-- Opening Marker --
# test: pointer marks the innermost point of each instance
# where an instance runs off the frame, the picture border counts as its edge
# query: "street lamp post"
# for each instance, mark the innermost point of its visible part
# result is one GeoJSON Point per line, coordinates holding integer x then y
-- Closing Marker --
■ PROBLEM REQUIREMENTS: Please print exactly the lines from the one containing "# for each instance, mark" through the last line of the material.

■ ANSWER FOR THIS EXERCISE:
# for each instance, mark the innermost point of its visible part
# result is one GeoJSON Point per line, coordinates holding integer x then y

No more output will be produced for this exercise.